>> Start Materials provided
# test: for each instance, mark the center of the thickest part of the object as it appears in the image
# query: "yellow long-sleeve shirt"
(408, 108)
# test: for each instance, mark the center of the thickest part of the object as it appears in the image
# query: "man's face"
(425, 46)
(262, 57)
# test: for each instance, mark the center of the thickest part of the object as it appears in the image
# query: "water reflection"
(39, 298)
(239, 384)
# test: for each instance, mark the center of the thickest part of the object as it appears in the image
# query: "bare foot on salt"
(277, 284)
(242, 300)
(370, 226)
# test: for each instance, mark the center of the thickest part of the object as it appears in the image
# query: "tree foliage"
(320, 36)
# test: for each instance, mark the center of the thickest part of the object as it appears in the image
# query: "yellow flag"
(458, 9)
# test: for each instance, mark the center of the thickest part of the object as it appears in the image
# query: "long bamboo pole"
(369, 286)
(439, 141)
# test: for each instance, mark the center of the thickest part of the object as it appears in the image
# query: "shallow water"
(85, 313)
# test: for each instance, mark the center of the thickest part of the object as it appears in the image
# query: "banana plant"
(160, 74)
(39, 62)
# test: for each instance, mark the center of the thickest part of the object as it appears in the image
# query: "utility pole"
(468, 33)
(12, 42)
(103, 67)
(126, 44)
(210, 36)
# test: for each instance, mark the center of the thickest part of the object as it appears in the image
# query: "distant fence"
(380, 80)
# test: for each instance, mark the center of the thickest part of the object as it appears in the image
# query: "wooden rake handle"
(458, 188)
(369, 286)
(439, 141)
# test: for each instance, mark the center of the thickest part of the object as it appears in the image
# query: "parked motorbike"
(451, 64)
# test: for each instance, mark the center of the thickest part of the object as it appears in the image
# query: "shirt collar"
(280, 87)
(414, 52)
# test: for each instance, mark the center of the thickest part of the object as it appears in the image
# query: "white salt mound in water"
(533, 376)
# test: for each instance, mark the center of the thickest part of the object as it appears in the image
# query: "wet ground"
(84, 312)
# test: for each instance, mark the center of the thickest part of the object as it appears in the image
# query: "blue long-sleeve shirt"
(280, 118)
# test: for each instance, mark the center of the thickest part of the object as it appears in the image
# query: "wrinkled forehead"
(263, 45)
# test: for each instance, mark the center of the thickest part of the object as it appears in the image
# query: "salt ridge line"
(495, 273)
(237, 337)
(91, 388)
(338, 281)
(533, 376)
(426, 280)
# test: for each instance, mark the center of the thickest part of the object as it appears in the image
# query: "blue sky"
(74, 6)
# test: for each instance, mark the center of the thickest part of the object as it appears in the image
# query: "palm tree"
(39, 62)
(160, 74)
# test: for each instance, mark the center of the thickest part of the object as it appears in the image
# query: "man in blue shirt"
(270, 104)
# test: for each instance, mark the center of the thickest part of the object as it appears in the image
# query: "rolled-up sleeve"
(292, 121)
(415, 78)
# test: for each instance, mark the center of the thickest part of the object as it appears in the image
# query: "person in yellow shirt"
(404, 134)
>> End Materials provided
*What needs to be done*. Extract all the entries word for word.

*Response*.
# test: for each instance, mark the center of the thickest part of the object as it appears in the image
# query: "yellow long-sleeve shirt"
(408, 108)
# test: for each instance, mark the center of the thickest part of the object as it appears in the image
# query: "man's face"
(425, 46)
(262, 57)
# test: for each instance, mark the center of the thickest part of the object as it appears in the image
# query: "water reflection"
(39, 298)
(239, 384)
# test: for each instance, mark the center of the thickest part of the object as it appears in the image
# query: "bare foot on salt"
(277, 284)
(242, 300)
(370, 226)
# test: for each instance, mark the center of the thickest part of the object as it appears in the image
# query: "tree foliage"
(320, 36)
# test: for each instance, mark the center of the thickest part of the object as it appears in the image
# query: "yellow flag"
(458, 9)
# test: for each instance, mark the center of the thickest part of the object as it appears in the image
# query: "long bamboo pole"
(369, 286)
(439, 141)
# test: for each instance, mark the center of the thickest part of the object as it appears in the image
# query: "shallow water"
(85, 313)
# test: for each instance, mark the center of the thickest part of the object as it appears in the image
# query: "banana plant"
(160, 74)
(39, 62)
# test: for each instance, mark the center of the thickest part of the object as it appears in the image
# query: "utility pole"
(468, 33)
(12, 42)
(103, 67)
(126, 44)
(210, 36)
# test: for each instance, mark the center of the thickest part of the object as it appears in the image
# query: "distant fence"
(380, 80)
# test: for each instance, mark the center of the thickest part of the object as it appears in the image
# query: "wooden rake handle"
(458, 188)
(369, 286)
(439, 141)
# test: for each instance, mark the center of the thickest part of the object as it appears in the image
# query: "parked motorbike"
(451, 64)
# test: for each instance, mark the center of the thickest part of the object as it appears in the image
# query: "shirt collar"
(280, 87)
(414, 52)
# test: for each instance, mark the center of the thickest part of the object as it appears in the image
# query: "white salt mound in water"
(533, 376)
# test: for each instance, mark the center of the thickest part of the object as it appears in the image
# query: "wet ground"
(84, 312)
# test: for each instance, mark the center of the thickest part of the object as it appears in the image
# query: "blue long-sleeve shirt"
(280, 118)
# test: for each instance, mark the center of the thickest part of the object as it appears in the image
# query: "wrinkled forehead"
(263, 45)
# test: for each instance, mark the center of the thickest part of the object as it appears in the image
# query: "salt ridge line"
(495, 273)
(237, 337)
(91, 388)
(338, 281)
(533, 376)
(426, 280)
# test: for each instance, mark the center of the thickest part of the object as it appears in the image
# query: "blue sky"
(74, 6)
# test: for each instance, mark the center of the thickest part of the object as it appears in the image
# query: "palm tree"
(39, 62)
(160, 74)
# test: for each instance, mark the center of the thickest part of the object as it appears in the image
# query: "man in blue shirt"
(270, 104)
# test: for each instance, mark the center of the thickest part of the object as it appears in the image
# query: "rolled-up sleeve"
(292, 121)
(415, 78)
# test: for each instance, mark the center of the thickest part of the object as it appears in the image
# query: "person in yellow shirt"
(404, 134)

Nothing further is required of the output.